[Begin Data for this exercise]
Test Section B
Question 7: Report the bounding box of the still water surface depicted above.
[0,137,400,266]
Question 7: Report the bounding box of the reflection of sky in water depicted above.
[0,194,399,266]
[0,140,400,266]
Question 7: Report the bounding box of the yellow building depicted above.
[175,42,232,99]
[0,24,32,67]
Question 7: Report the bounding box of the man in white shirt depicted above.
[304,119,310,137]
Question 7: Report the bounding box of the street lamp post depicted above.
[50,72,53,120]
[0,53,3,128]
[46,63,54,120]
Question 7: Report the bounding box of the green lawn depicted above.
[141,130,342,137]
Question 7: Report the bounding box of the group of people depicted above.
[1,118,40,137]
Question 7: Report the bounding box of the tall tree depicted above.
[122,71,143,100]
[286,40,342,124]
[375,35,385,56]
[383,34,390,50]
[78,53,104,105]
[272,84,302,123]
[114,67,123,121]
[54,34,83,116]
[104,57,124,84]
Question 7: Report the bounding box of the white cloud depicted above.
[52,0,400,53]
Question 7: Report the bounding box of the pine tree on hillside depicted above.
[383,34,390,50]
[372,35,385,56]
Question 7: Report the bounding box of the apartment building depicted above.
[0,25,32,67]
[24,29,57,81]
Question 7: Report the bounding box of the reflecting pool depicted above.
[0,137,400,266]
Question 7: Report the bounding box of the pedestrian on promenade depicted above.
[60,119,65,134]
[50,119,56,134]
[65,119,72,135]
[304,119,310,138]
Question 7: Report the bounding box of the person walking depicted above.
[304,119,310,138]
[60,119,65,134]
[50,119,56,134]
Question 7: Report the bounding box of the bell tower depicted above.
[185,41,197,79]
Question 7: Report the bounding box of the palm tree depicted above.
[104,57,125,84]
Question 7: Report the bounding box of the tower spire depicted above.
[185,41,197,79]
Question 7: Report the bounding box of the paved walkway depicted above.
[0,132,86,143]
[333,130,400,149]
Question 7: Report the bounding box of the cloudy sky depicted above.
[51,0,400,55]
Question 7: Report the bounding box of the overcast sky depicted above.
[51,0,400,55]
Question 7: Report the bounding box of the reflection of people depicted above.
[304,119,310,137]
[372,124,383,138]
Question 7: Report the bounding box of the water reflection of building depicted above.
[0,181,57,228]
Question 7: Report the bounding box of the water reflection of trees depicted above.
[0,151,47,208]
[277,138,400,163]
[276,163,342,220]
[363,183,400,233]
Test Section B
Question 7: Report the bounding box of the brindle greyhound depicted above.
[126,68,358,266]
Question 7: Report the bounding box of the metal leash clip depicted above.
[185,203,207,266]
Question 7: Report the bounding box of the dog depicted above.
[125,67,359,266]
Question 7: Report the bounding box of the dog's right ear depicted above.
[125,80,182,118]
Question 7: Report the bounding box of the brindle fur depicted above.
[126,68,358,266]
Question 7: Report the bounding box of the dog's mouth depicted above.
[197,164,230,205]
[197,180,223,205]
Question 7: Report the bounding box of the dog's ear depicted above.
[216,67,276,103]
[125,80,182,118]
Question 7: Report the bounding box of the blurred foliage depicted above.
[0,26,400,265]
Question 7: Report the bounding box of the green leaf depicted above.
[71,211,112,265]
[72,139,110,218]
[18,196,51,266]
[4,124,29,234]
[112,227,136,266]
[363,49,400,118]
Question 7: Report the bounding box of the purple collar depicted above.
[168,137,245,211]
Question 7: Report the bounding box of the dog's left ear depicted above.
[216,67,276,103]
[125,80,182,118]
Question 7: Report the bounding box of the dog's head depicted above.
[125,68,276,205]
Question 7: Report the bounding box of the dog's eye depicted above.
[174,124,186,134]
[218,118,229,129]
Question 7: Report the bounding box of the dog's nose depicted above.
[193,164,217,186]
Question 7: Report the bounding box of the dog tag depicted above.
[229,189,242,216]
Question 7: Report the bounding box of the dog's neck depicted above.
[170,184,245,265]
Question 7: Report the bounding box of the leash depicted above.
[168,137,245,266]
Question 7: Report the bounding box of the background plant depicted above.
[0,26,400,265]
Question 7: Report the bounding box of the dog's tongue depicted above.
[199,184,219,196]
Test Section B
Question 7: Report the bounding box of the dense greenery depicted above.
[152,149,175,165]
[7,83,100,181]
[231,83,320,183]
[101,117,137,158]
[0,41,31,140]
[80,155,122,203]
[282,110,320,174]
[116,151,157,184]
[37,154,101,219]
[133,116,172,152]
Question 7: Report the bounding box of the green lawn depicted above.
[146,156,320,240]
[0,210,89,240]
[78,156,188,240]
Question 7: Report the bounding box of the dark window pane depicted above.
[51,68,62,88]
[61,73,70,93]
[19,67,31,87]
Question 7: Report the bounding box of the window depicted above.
[End Data for this exercise]
= The task =
Rewrite every line of the records above as a numbered list, leaving out any blank lines.

= Exercise solution =
1. Test Section B
2. Question 7: Report the bounding box of the still water surface depicted above.
3. [0,137,400,266]
4. Question 7: Report the bounding box of the reflection of sky in water depicted above.
5. [0,194,399,266]
6. [0,140,400,266]
7. Question 7: Report the bounding box of the yellow building depicted above.
8. [175,42,232,99]
9. [0,24,32,67]
10. Question 7: Report the bounding box of the man in white shirt depicted above.
11. [304,119,310,137]
12. Question 7: Report the bounding box of the street lamp post depicted above.
13. [50,72,53,120]
14. [0,53,3,128]
15. [46,63,54,120]
16. Question 7: Report the bounding box of the green lawn depicted above.
17. [141,130,342,137]
18. Question 7: Report the bounding box of the group of people depicted above.
19. [1,118,40,137]
20. Question 7: Report the bounding box of the tall tree depicted above.
21. [122,71,143,100]
22. [286,40,342,124]
23. [375,35,385,56]
24. [383,34,390,50]
25. [78,53,104,105]
26. [272,84,302,123]
27. [114,67,123,121]
28. [54,34,83,116]
29. [104,57,124,84]
30. Question 7: Report the bounding box of the white cloud depicted above.
31. [52,0,400,53]
32. Question 7: Report the bounding box of the pine tree on hillside depicted above.
33. [383,34,390,50]
34. [372,35,385,56]
35. Question 7: Report the bounding box of the apartment building depicted above.
36. [0,25,32,67]
37. [24,29,57,81]
38. Question 7: Report the bounding box of the reflecting pool depicted above.
39. [0,137,400,266]
40. Question 7: Report the bounding box of the pedestrian on promenade depicted above.
41. [60,119,65,134]
42. [50,119,56,134]
43. [65,119,72,135]
44. [304,119,310,138]
45. Question 7: Report the bounding box of the person walking depicted above.
46. [304,119,310,138]
47. [60,119,65,134]
48. [50,119,56,134]
49. Question 7: Report the bounding box of the bell tower depicted above.
50. [185,41,197,79]
51. Question 7: Report the bounding box of the palm tree depicted above.
52. [104,57,125,84]
53. Question 7: Report the bounding box of the tower spire depicted above.
54. [185,41,197,79]
55. Question 7: Report the bounding box of the paved walkway depicted above.
56. [0,132,86,143]
57. [333,130,400,149]
58. Question 7: Report the bounding box of the cloudy sky depicted above.
59. [51,0,400,55]
60. Question 7: Report the bounding box of the overcast sky depicted above.
61. [51,0,400,55]
62. Question 7: Report the bounding box of the reflection of people depicted above.
63. [304,119,310,137]
64. [372,124,383,138]
65. Question 7: Report the bounding box of the water reflection of building depicted above.
66. [0,181,57,228]
67. Question 7: Report the bounding box of the water reflection of trees depicted above.
68. [0,151,47,208]
69. [277,138,400,163]
70. [276,163,342,220]
71. [363,183,400,233]
72. Test Section B
73. Question 7: Report the bounding box of the brindle greyhound depicted above.
74. [126,68,358,266]
75. Question 7: Report the bounding box of the metal leash clip depicted above.
76. [185,203,207,266]
77. Question 7: Report the bounding box of the dog depicted above.
78. [125,67,359,266]
79. Question 7: Report the bounding box of the dog's right ear depicted above.
80. [125,80,182,118]
81. Question 7: Report the bounding box of the brindle fur depicted above.
82. [126,68,358,266]
83. Question 7: Report the bounding box of the dog's mouth depicted above.
84. [197,164,230,205]
85. [197,180,223,205]
86. Question 7: Report the bounding box of the dog's ear depicted above.
87. [216,67,276,103]
88. [125,80,182,118]
89. Question 7: Report the bounding box of the blurred foliage depicted above.
90. [0,26,400,265]
91. Question 7: Report the bounding box of the green leaf depicted above.
92. [71,211,112,265]
93. [72,139,110,218]
94. [18,196,51,266]
95. [4,124,29,234]
96. [112,227,136,266]
97. [363,49,400,118]
98. Question 7: Report the bounding box of the purple collar depicted above.
99. [168,137,245,211]
100. Question 7: Report the bounding box of the dog's left ear depicted above.
101. [216,67,276,103]
102. [125,80,182,118]
103. Question 7: Report the bounding box of the dog's head depicted above.
104. [125,68,276,205]
105. Question 7: Report the bounding box of the dog's eye depicted above.
106. [174,124,186,134]
107. [218,118,229,129]
108. Question 7: Report the bounding box of the dog's nose depicted above.
109. [193,164,217,186]
110. Question 7: Report the bounding box of the dog tag depicted above.
111. [229,189,242,216]
112. Question 7: Report the bounding box of the dog's neck depicted above.
113. [170,184,245,265]
114. Question 7: Report the bounding box of the leash depicted above.
115. [168,137,245,266]
116. Question 7: Report the bounding box of the background plant depicted above.
117. [0,26,400,265]
118. Question 7: Report the bounding box of the dog's tongue depicted above.
119. [199,184,219,196]
120. Test Section B
121. Question 7: Report the bounding box of the dense greenery depicted above.
122. [152,149,175,165]
123. [7,83,100,181]
124. [231,83,320,183]
125. [101,117,137,158]
126. [0,41,31,140]
127. [80,155,122,203]
128. [282,110,320,174]
129. [116,151,157,184]
130. [37,154,101,219]
131. [133,116,172,152]
132. Question 7: Report the bounding box of the green lawn depicted above.
133. [146,156,320,240]
134. [0,210,89,240]
135. [78,156,188,240]
136. Question 7: Report the bounding box of the dark window pane depicted above.
137. [51,68,62,88]
138. [61,73,70,93]
139. [19,67,31,87]
140. Question 7: Report the bounding box of the window depicted above.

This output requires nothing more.